ACTIVITY — Give back the line that contains "311L186 324L232 329L250" and every following line, exactly as they appear, through the end of the data.

SUPPLIED RECORDS —
************

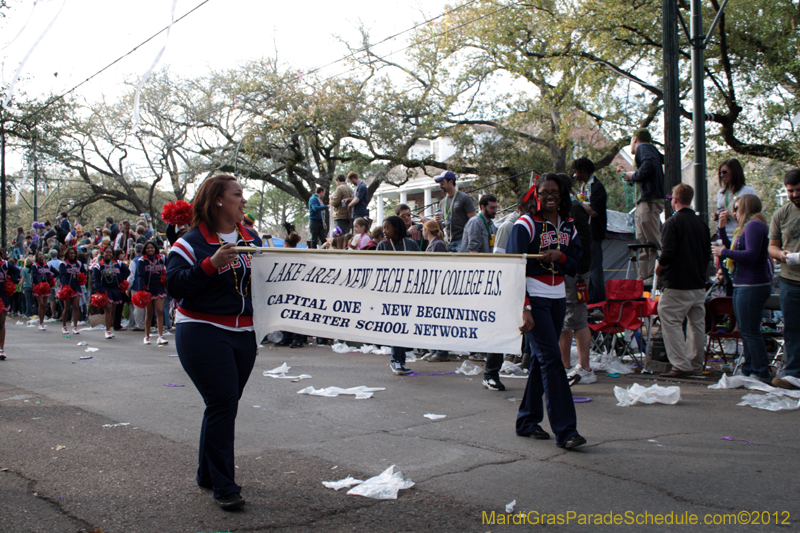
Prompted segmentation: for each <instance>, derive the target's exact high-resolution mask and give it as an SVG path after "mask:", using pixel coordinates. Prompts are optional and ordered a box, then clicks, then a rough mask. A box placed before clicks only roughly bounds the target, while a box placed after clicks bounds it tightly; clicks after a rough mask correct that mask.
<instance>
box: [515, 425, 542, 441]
mask: <svg viewBox="0 0 800 533" xmlns="http://www.w3.org/2000/svg"><path fill="white" fill-rule="evenodd" d="M517 435H519V433H518V434H517ZM519 436H520V437H528V438H530V439H536V440H548V439H549V438H550V434H549V433H548V432H546V431H545V430H543V429H542V428H536V429H534V430H533V431H531V432H530V433H526V434H525V435H519Z"/></svg>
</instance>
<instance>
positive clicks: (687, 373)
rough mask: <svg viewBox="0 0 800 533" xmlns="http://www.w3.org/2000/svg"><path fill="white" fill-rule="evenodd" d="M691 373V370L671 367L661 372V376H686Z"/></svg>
mask: <svg viewBox="0 0 800 533" xmlns="http://www.w3.org/2000/svg"><path fill="white" fill-rule="evenodd" d="M691 375H692V371H691V370H678V369H677V368H673V369H672V370H670V371H669V372H667V373H666V374H661V377H662V378H688V377H689V376H691Z"/></svg>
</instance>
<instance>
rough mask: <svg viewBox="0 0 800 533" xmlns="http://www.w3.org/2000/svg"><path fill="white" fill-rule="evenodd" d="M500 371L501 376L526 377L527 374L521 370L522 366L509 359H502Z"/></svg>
mask: <svg viewBox="0 0 800 533" xmlns="http://www.w3.org/2000/svg"><path fill="white" fill-rule="evenodd" d="M500 373H501V374H504V376H503V377H508V378H510V377H521V378H527V377H528V375H527V374H526V373H525V372H524V371H523V370H522V367H520V366H519V365H515V364H514V363H512V362H511V361H503V366H501V367H500ZM506 374H508V375H506Z"/></svg>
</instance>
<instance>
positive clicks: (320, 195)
mask: <svg viewBox="0 0 800 533" xmlns="http://www.w3.org/2000/svg"><path fill="white" fill-rule="evenodd" d="M324 201H325V188H324V187H317V191H316V192H315V193H314V194H312V195H311V198H309V199H308V222H309V226H310V228H309V229H310V230H311V248H316V247H317V243H320V244H322V243H324V242H325V233H326V231H327V226H326V225H325V218H326V215H327V213H325V212H324V211H325V210H326V209H328V206H327V205H325V204H324Z"/></svg>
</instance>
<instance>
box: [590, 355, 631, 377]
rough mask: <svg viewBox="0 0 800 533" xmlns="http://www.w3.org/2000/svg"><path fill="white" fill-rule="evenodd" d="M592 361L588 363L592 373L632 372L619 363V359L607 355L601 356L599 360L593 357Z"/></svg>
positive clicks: (629, 372) (608, 355)
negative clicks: (592, 359)
mask: <svg viewBox="0 0 800 533" xmlns="http://www.w3.org/2000/svg"><path fill="white" fill-rule="evenodd" d="M592 359H594V360H592V361H589V367H590V368H591V369H592V370H593V371H594V372H598V371H599V372H606V373H612V374H613V373H615V372H616V373H617V374H631V373H633V370H631V367H630V366H628V365H626V364H625V363H623V362H622V361H620V359H619V357H614V356H613V355H609V354H607V353H604V354H602V355H601V356H600V357H599V358H595V357H593V358H592Z"/></svg>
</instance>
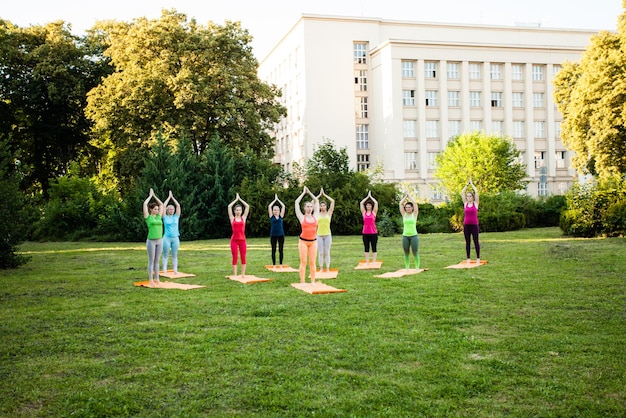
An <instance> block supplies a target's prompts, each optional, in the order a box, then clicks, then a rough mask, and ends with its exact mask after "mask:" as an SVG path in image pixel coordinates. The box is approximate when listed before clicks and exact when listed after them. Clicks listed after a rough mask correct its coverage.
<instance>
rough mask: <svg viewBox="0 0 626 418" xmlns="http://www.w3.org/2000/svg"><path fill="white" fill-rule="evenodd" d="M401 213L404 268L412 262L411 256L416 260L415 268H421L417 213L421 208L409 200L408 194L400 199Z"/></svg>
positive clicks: (413, 258)
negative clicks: (403, 253) (417, 230)
mask: <svg viewBox="0 0 626 418" xmlns="http://www.w3.org/2000/svg"><path fill="white" fill-rule="evenodd" d="M400 213H401V214H402V224H403V226H404V227H403V230H402V249H403V250H404V268H405V269H406V270H408V269H409V265H410V264H411V256H413V259H414V260H415V268H416V269H418V270H419V268H420V256H419V253H418V245H419V241H418V238H417V215H418V213H419V208H418V207H417V204H415V206H414V205H413V202H411V201H410V200H409V196H408V195H404V196H403V197H402V199H400Z"/></svg>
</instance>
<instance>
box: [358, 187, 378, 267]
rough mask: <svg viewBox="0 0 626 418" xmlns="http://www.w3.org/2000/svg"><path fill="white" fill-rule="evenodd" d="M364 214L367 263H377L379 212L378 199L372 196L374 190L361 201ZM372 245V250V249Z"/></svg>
mask: <svg viewBox="0 0 626 418" xmlns="http://www.w3.org/2000/svg"><path fill="white" fill-rule="evenodd" d="M359 207H360V208H361V213H362V214H363V246H364V247H365V248H364V250H365V264H369V263H370V254H371V255H372V262H373V263H376V254H377V252H376V244H378V230H377V229H376V213H378V201H376V199H374V197H372V191H371V190H370V191H369V192H368V193H367V196H365V198H364V199H363V200H361V203H359ZM370 246H371V248H372V249H371V251H370Z"/></svg>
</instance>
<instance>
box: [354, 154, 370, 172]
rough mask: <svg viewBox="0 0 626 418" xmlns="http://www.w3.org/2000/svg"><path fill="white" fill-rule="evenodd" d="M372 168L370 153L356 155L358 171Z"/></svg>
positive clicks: (365, 169) (366, 170)
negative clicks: (369, 154)
mask: <svg viewBox="0 0 626 418" xmlns="http://www.w3.org/2000/svg"><path fill="white" fill-rule="evenodd" d="M369 168H370V156H369V154H357V155H356V169H357V171H367V170H369Z"/></svg>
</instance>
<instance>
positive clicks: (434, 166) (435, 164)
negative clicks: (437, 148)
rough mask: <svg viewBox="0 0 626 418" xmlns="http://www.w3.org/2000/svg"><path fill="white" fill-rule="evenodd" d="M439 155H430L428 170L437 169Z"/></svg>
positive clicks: (431, 154) (428, 159)
mask: <svg viewBox="0 0 626 418" xmlns="http://www.w3.org/2000/svg"><path fill="white" fill-rule="evenodd" d="M438 155H439V153H438V152H429V153H428V169H429V170H434V169H435V168H437V156H438Z"/></svg>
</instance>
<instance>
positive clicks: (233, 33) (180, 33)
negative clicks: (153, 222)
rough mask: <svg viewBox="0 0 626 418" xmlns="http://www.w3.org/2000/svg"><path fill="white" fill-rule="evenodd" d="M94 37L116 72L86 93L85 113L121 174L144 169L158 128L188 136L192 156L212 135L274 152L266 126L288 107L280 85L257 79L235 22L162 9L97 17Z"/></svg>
mask: <svg viewBox="0 0 626 418" xmlns="http://www.w3.org/2000/svg"><path fill="white" fill-rule="evenodd" d="M91 37H92V39H97V40H99V41H100V42H102V43H103V45H105V46H106V49H105V52H104V54H105V55H106V56H107V57H109V58H110V60H111V63H112V65H113V66H114V67H115V72H114V73H113V74H111V75H109V76H108V77H106V78H105V79H104V80H103V82H102V83H101V84H100V85H99V86H98V87H97V88H95V89H93V90H92V91H91V92H90V93H89V98H88V105H87V108H86V112H87V115H88V117H89V118H90V119H91V120H93V122H94V124H95V130H96V135H97V139H96V141H95V143H96V144H97V145H98V146H99V147H100V148H102V149H105V150H107V153H108V155H109V156H110V158H113V159H115V160H116V165H115V164H114V165H113V167H116V168H117V170H118V172H119V173H118V174H119V175H121V176H122V177H126V178H132V177H133V176H134V175H136V174H137V172H138V170H140V169H141V161H143V158H144V157H145V152H143V151H141V150H142V149H144V150H145V149H146V148H148V147H149V146H150V145H151V142H152V143H153V141H154V138H155V135H154V134H155V132H157V131H160V132H163V133H164V134H165V135H167V136H169V137H171V138H176V137H185V138H189V139H190V140H191V143H192V149H193V150H194V151H195V153H196V155H201V154H203V153H204V151H205V150H206V149H207V148H208V147H209V146H210V141H211V138H213V137H214V135H215V134H218V135H219V137H220V138H221V140H222V141H223V142H224V143H225V144H226V145H227V146H228V147H229V148H231V149H233V150H236V151H239V152H244V151H248V150H251V151H253V152H255V153H256V154H259V155H261V156H268V157H269V156H271V155H272V153H273V148H272V144H273V142H272V139H271V138H270V137H269V135H268V134H267V131H268V128H269V127H271V126H273V124H274V123H276V122H277V121H278V120H279V118H280V117H281V116H282V115H284V114H285V109H284V108H283V107H282V106H280V105H279V104H277V103H276V102H275V98H276V97H277V96H278V95H279V94H280V92H279V90H278V89H277V88H276V87H274V86H270V85H267V84H265V83H263V82H261V81H260V80H259V79H258V76H257V73H256V71H257V65H258V62H257V61H256V58H255V57H254V55H253V53H252V47H251V46H250V42H251V39H252V38H251V36H250V35H249V34H248V32H247V30H244V29H242V28H241V26H240V24H239V23H238V22H234V23H233V22H226V23H225V24H224V25H223V26H222V25H217V24H214V23H212V22H209V23H208V24H207V25H206V26H203V25H199V24H197V23H196V21H195V20H188V19H187V17H186V15H184V14H181V13H178V12H176V11H174V10H170V11H166V10H164V11H163V13H162V16H161V18H159V19H156V20H150V19H146V18H140V19H136V20H134V21H133V22H130V23H126V22H101V23H99V24H98V25H96V27H95V28H94V29H93V30H92V31H91ZM151 138H152V141H151ZM122 154H128V155H126V156H123V155H122ZM122 161H125V162H126V164H121V163H120V162H122Z"/></svg>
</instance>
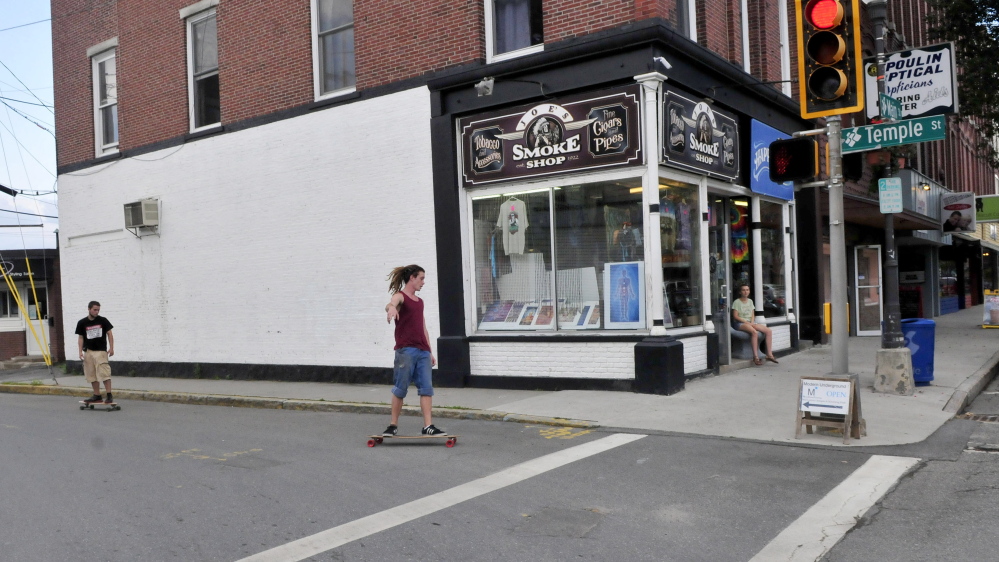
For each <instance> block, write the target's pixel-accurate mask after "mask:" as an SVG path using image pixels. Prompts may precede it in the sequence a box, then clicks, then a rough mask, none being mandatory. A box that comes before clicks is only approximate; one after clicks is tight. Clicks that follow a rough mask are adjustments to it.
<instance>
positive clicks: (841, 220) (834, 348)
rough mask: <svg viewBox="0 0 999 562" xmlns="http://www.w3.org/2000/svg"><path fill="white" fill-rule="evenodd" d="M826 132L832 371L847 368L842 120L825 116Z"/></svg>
mask: <svg viewBox="0 0 999 562" xmlns="http://www.w3.org/2000/svg"><path fill="white" fill-rule="evenodd" d="M826 127H827V130H828V135H829V279H830V281H831V284H832V303H831V305H832V311H831V316H832V355H833V357H832V359H833V369H832V374H834V375H845V374H848V373H849V372H850V359H849V356H848V351H849V340H848V338H849V336H850V334H849V332H848V331H847V329H846V305H847V300H846V223H845V221H844V218H843V145H842V136H843V134H842V132H843V121H842V118H841V117H840V116H839V115H833V116H830V117H828V118H827V119H826Z"/></svg>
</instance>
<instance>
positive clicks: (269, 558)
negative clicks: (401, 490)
mask: <svg viewBox="0 0 999 562" xmlns="http://www.w3.org/2000/svg"><path fill="white" fill-rule="evenodd" d="M643 437H646V435H641V434H628V433H615V434H614V435H610V436H608V437H604V438H603V439H597V440H596V441H590V442H589V443H584V444H582V445H577V446H575V447H571V448H569V449H565V450H563V451H559V452H556V453H551V454H549V455H545V456H543V457H538V458H536V459H532V460H529V461H526V462H523V463H520V464H518V465H515V466H512V467H510V468H507V469H504V470H501V471H499V472H497V473H495V474H492V475H490V476H486V477H484V478H479V479H478V480H473V481H471V482H468V483H467V484H462V485H460V486H456V487H454V488H451V489H449V490H444V491H443V492H438V493H436V494H432V495H429V496H427V497H424V498H420V499H418V500H414V501H411V502H409V503H406V504H403V505H400V506H398V507H393V508H391V509H386V510H385V511H381V512H379V513H375V514H372V515H369V516H367V517H363V518H361V519H358V520H356V521H351V522H350V523H345V524H343V525H340V526H339V527H333V528H332V529H327V530H325V531H321V532H319V533H316V534H314V535H311V536H308V537H304V538H301V539H298V540H296V541H292V542H290V543H287V544H284V545H281V546H278V547H275V548H272V549H270V550H265V551H263V552H260V553H258V554H254V555H253V556H250V557H247V558H243V559H242V560H240V561H238V562H295V561H297V560H304V559H306V558H308V557H310V556H315V555H316V554H319V553H322V552H326V551H327V550H331V549H334V548H336V547H338V546H342V545H344V544H347V543H349V542H352V541H356V540H358V539H362V538H364V537H367V536H369V535H373V534H375V533H378V532H381V531H384V530H386V529H391V528H392V527H395V526H398V525H402V524H403V523H408V522H409V521H413V520H414V519H418V518H420V517H423V516H424V515H429V514H431V513H434V512H436V511H440V510H442V509H446V508H448V507H451V506H454V505H457V504H459V503H462V502H464V501H468V500H470V499H472V498H476V497H478V496H481V495H483V494H488V493H489V492H494V491H496V490H499V489H501V488H505V487H507V486H510V485H513V484H516V483H518V482H522V481H524V480H527V479H528V478H532V477H534V476H537V475H539V474H543V473H545V472H548V471H550V470H554V469H556V468H559V467H561V466H565V465H567V464H570V463H573V462H576V461H578V460H582V459H585V458H586V457H591V456H593V455H596V454H599V453H603V452H605V451H609V450H611V449H614V448H616V447H620V446H622V445H626V444H628V443H631V442H633V441H637V440H639V439H642V438H643Z"/></svg>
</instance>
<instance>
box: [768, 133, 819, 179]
mask: <svg viewBox="0 0 999 562" xmlns="http://www.w3.org/2000/svg"><path fill="white" fill-rule="evenodd" d="M817 175H819V145H818V143H817V142H815V141H814V140H813V139H811V138H810V137H799V138H796V139H784V140H776V141H774V142H772V143H770V181H773V182H776V183H784V182H788V181H809V180H811V179H813V178H814V177H815V176H817Z"/></svg>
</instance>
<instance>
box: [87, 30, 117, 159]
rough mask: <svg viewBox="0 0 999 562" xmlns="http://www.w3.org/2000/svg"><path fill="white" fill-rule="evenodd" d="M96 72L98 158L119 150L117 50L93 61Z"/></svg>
mask: <svg viewBox="0 0 999 562" xmlns="http://www.w3.org/2000/svg"><path fill="white" fill-rule="evenodd" d="M90 60H91V64H92V65H93V71H94V137H95V139H94V141H95V142H94V144H95V146H96V148H97V156H100V155H102V154H105V153H108V152H113V151H115V150H117V149H118V72H117V70H116V65H115V60H116V57H115V50H114V49H111V50H109V51H104V52H103V53H100V54H98V55H95V56H93V57H92V58H91V59H90Z"/></svg>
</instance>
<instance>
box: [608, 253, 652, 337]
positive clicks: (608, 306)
mask: <svg viewBox="0 0 999 562" xmlns="http://www.w3.org/2000/svg"><path fill="white" fill-rule="evenodd" d="M603 304H604V306H603V312H604V327H605V328H607V329H641V328H644V327H645V262H640V261H633V262H619V263H608V264H607V266H606V267H605V268H604V303H603Z"/></svg>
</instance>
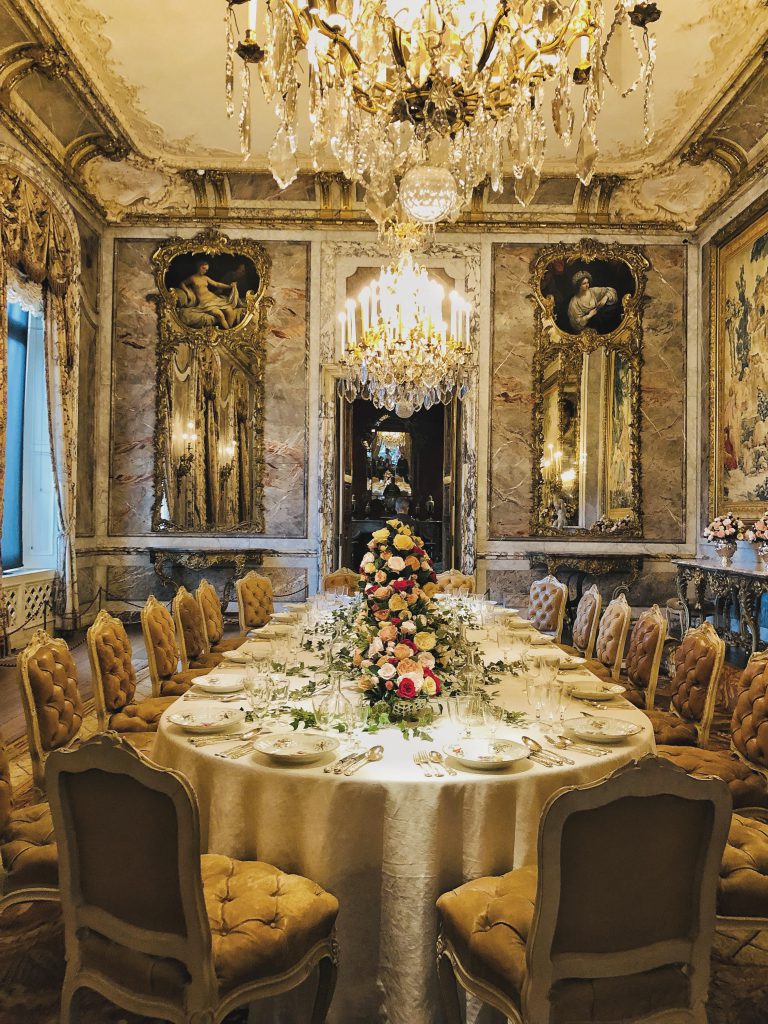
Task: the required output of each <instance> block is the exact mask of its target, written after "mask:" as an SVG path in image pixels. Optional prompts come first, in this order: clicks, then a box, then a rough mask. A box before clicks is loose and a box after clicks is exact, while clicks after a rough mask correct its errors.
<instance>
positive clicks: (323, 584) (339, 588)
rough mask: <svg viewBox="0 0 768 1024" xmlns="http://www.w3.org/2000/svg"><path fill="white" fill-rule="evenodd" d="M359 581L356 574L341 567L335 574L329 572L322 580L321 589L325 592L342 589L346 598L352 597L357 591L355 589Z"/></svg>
mask: <svg viewBox="0 0 768 1024" xmlns="http://www.w3.org/2000/svg"><path fill="white" fill-rule="evenodd" d="M359 579H360V578H359V573H358V572H355V571H354V570H353V569H347V568H344V567H343V566H342V568H340V569H336V571H335V572H329V573H328V575H326V577H324V578H323V589H324V590H325V591H334V590H335V591H339V590H342V589H343V591H344V593H345V594H346V595H347V596H348V597H354V595H355V594H356V593H357V591H358V589H359V588H358V587H357V583H358V582H359Z"/></svg>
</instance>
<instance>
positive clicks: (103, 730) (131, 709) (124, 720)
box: [87, 609, 176, 753]
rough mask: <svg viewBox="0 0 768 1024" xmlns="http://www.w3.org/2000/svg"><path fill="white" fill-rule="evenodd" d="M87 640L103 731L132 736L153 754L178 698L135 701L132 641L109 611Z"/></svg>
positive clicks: (88, 653) (88, 651) (93, 692)
mask: <svg viewBox="0 0 768 1024" xmlns="http://www.w3.org/2000/svg"><path fill="white" fill-rule="evenodd" d="M87 638H88V656H89V658H90V663H91V678H92V679H93V698H94V701H95V705H96V719H97V722H98V728H99V730H101V731H102V732H103V731H105V730H106V729H114V730H115V731H116V732H126V733H130V734H131V735H130V738H131V742H133V744H134V745H135V746H138V748H139V750H141V751H142V753H150V751H151V750H152V746H153V744H154V737H155V733H156V732H157V731H158V723H159V722H160V718H161V715H162V714H163V712H164V711H165V710H166V709H167V708H169V707H170V706H171V705H172V703H173V702H174V700H176V697H174V696H168V697H148V698H146V699H144V700H139V701H137V700H136V699H135V697H136V673H135V671H134V668H133V657H132V653H133V652H132V650H131V642H130V640H129V639H128V634H127V633H126V631H125V626H123V624H122V623H121V622H120V620H119V618H115V616H114V615H111V614H110V613H109V611H104V610H103V609H102V610H101V611H99V613H98V614H97V615H96V618H95V621H94V623H93V625H92V626H91V627H90V629H89V630H88V634H87Z"/></svg>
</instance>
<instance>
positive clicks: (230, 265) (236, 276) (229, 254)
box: [165, 252, 259, 331]
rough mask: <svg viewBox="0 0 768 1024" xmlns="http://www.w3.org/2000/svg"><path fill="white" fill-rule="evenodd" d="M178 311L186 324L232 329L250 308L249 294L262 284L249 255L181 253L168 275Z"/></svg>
mask: <svg viewBox="0 0 768 1024" xmlns="http://www.w3.org/2000/svg"><path fill="white" fill-rule="evenodd" d="M165 286H166V288H167V289H168V293H169V295H170V297H171V301H172V302H173V307H174V312H175V313H176V316H177V318H178V321H179V323H181V324H182V325H183V326H184V327H190V328H205V327H214V328H218V329H219V330H220V331H231V329H232V328H236V327H238V325H239V324H241V323H242V321H243V318H244V317H245V315H246V313H247V312H248V309H247V305H246V295H247V294H248V293H249V292H256V291H258V288H259V273H258V270H257V269H256V266H255V264H254V262H253V260H252V259H251V258H250V257H249V256H241V255H239V254H237V253H217V254H216V255H213V256H211V255H208V254H206V253H194V252H190V253H181V254H180V255H179V256H176V257H175V258H174V259H173V261H172V262H171V265H170V266H169V267H168V270H167V272H166V275H165Z"/></svg>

************

TASK RESULT —
rough mask: <svg viewBox="0 0 768 1024" xmlns="http://www.w3.org/2000/svg"><path fill="white" fill-rule="evenodd" d="M178 311L186 324L232 329L250 308L249 294L262 284L249 255L181 253L168 275Z"/></svg>
mask: <svg viewBox="0 0 768 1024" xmlns="http://www.w3.org/2000/svg"><path fill="white" fill-rule="evenodd" d="M165 286H166V288H167V289H168V293H169V295H170V297H171V301H172V302H173V307H174V312H175V313H176V316H177V318H178V321H179V323H181V324H182V325H183V326H184V327H190V328H205V327H214V328H218V329H219V330H220V331H231V329H232V328H236V327H238V325H239V324H241V323H242V321H243V318H244V317H245V315H246V313H247V312H248V309H247V305H246V295H247V294H248V293H249V292H256V291H258V288H259V273H258V270H257V269H256V266H255V264H254V262H253V260H252V259H251V258H250V257H249V256H241V255H239V254H237V253H217V254H216V255H213V256H211V255H208V254H206V253H194V252H190V253H181V254H180V255H179V256H176V257H175V258H174V259H173V261H172V262H171V265H170V266H169V267H168V270H167V272H166V275H165Z"/></svg>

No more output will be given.